■ Aim:
Using the thread on whitespace in a custom grammar, answer the following:
1. In the same way as which existing example did the original poster adapt lark_to_context?
2. In which file are whitespace and comments currently handled?
3. With what does the parser call lexer_hint?

■ Extracted text:
— BEGIN —

Closed AzizCode92 closed 4 months ago

AzizCode92 commented 4 months ago

Hi, First of all thank you very much for this great work. I have defined a very simple ebnf grammar and adapt the lark_to_context to it. Same way it is done for the calculator. Now when playing around with the interactive recognition script, I realised that if I put a space between the words of my grammar, the state become invalid. The state is Completable only if I put input text in a continuous form. My grammar is very simple and looks like this:

start: class_def 
class_def: "CLASS" "MyClass" "DEFINITION"

CLASSMyClassDEF -> Completable CLASS MyClass DEF -> Invalid

any help on how to do that whithout explicitly add WS between the words of my grammar? thank you

Edit: I have found this in the lark documentation and adapt the grammar defined here but it failed same way as the above example. https://lark-parser.readthedocs.io/en/latest/examples/indented_tree.html

dmelcer9 commented 1 month ago

Sorry I didn't see this- Currently, whitespace and comments are handled in python_lex_wrapper.py; in particular calc_modified_hint (https://github.com/amazon-science/incremental-parsing/blob/e2b9eabfe4274b916e6cf2cf5081b76370d20a61/incremental_parsing/lex_earley/python_lex_wrapper.py#L148); this is because the exact rules of when various whitespace tokens are allowed end up being surprisingly language-dependent.

If you want to add whitespace to a custom language, you'd probably want to create a new implementation of AbstractLexer that wraps an IncrementalLexer in a similar manner to PythonLexWrapper. lexer_hint and initialize would need to add the appropriate whitespace tokens to the list of allowed tokens, and the other methods would need to turn the LexResultSuccess into LexResultPartial when a whitespace token is actually matched.

(For reference, the parser calls lexer_hint with the set of scannable terminals given by the grammar; the lexer will then fail-fast if the in-progress symbol is not in that set. Because whitespace/comments are never part of the grammar itself, the wrapper needs to add these lexemes as allowed, and then handle the case when the lexer reads them)

— END —

Entries for labeling bounding boxes
— BEGIN —

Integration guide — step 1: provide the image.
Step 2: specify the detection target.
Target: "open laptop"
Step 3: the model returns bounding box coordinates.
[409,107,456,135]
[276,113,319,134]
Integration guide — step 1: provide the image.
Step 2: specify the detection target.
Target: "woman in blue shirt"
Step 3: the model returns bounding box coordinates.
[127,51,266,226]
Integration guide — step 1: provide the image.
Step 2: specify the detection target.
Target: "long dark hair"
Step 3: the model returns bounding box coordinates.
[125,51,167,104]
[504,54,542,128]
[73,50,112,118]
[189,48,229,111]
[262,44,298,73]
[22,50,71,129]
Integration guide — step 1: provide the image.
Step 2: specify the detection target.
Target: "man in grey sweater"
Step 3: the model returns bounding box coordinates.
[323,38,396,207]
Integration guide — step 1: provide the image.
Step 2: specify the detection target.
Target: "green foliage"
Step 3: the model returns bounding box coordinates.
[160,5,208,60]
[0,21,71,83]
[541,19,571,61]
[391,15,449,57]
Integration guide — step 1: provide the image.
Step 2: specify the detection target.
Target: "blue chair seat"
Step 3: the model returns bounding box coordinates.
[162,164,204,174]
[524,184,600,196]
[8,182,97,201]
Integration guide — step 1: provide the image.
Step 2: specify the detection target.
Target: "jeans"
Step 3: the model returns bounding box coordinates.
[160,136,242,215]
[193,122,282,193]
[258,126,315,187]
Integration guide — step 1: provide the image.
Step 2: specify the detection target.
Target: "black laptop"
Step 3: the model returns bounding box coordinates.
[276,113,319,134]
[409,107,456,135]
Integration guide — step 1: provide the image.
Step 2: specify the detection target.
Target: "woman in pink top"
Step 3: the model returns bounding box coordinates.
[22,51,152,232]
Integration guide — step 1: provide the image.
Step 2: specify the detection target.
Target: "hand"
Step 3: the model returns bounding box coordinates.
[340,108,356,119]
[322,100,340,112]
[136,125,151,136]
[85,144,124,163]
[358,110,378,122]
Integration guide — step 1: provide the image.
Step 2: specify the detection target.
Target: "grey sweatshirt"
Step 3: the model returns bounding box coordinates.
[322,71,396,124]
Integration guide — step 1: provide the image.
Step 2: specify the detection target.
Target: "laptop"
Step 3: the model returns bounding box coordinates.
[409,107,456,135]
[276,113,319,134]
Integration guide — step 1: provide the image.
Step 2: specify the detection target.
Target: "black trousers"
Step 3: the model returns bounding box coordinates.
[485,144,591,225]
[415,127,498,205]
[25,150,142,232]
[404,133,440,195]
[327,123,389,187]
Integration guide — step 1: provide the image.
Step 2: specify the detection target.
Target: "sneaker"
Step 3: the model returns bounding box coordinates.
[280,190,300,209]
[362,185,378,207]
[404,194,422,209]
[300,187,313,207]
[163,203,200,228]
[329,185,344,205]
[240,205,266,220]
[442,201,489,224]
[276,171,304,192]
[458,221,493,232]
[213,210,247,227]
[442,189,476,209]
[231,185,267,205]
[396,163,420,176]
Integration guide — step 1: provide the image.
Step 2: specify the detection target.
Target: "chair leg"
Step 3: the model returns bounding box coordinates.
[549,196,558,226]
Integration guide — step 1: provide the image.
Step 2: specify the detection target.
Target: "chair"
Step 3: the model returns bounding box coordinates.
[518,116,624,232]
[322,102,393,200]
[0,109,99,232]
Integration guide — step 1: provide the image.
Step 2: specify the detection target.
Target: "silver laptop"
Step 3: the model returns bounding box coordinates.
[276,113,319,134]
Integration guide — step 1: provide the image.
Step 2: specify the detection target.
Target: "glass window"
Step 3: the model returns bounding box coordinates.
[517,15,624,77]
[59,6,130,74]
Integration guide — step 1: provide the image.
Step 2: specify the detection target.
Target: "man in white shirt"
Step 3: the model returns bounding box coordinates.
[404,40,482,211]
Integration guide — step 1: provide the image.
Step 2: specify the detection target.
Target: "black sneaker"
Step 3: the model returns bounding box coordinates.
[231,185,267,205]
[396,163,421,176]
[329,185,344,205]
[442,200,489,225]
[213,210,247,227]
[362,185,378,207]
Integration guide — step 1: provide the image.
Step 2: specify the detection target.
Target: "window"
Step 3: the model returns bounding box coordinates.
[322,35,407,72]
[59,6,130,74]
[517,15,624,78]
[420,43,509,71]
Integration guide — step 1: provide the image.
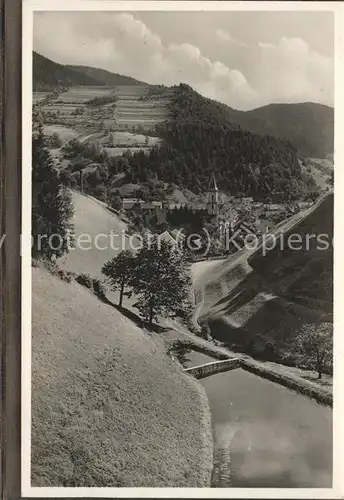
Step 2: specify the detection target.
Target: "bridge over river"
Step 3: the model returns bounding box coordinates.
[188,351,332,488]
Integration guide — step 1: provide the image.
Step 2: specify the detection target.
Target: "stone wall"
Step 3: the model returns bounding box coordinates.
[184,358,240,379]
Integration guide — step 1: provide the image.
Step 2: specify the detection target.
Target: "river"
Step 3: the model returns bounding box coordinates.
[188,352,332,488]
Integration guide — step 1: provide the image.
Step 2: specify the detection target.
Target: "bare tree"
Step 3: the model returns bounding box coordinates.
[293,323,333,379]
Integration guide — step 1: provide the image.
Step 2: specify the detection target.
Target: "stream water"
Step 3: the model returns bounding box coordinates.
[188,352,332,488]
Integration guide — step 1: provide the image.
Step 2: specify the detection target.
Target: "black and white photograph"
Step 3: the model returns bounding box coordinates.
[22,0,340,498]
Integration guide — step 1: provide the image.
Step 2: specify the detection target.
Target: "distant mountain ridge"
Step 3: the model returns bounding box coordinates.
[229,102,334,158]
[33,52,147,90]
[33,52,334,158]
[33,52,104,90]
[66,65,147,86]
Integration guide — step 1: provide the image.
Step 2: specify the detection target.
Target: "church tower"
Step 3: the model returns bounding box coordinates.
[207,174,219,216]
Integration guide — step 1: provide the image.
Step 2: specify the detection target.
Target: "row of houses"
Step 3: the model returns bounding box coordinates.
[122,198,312,213]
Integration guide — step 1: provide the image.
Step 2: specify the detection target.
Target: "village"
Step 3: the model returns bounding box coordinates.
[121,174,313,258]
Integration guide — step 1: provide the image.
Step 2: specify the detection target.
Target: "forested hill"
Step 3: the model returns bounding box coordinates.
[231,102,334,158]
[67,65,147,86]
[167,84,334,158]
[131,85,316,200]
[33,52,104,90]
[33,52,145,90]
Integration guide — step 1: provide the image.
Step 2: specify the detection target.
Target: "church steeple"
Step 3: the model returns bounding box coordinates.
[208,174,219,216]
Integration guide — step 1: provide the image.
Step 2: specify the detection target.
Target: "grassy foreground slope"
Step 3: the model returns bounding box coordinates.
[32,268,212,487]
[197,195,333,362]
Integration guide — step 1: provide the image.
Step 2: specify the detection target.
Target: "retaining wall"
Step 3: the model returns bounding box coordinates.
[184,358,240,379]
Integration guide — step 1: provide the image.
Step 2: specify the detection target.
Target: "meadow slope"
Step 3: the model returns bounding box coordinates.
[32,268,212,487]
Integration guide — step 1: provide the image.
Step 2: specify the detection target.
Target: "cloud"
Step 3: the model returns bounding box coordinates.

— END —

■ Reply to the task:
1. The calculator.
2. python_lex_wrapper.py.
3. The set of scannable terminals given by the grammar.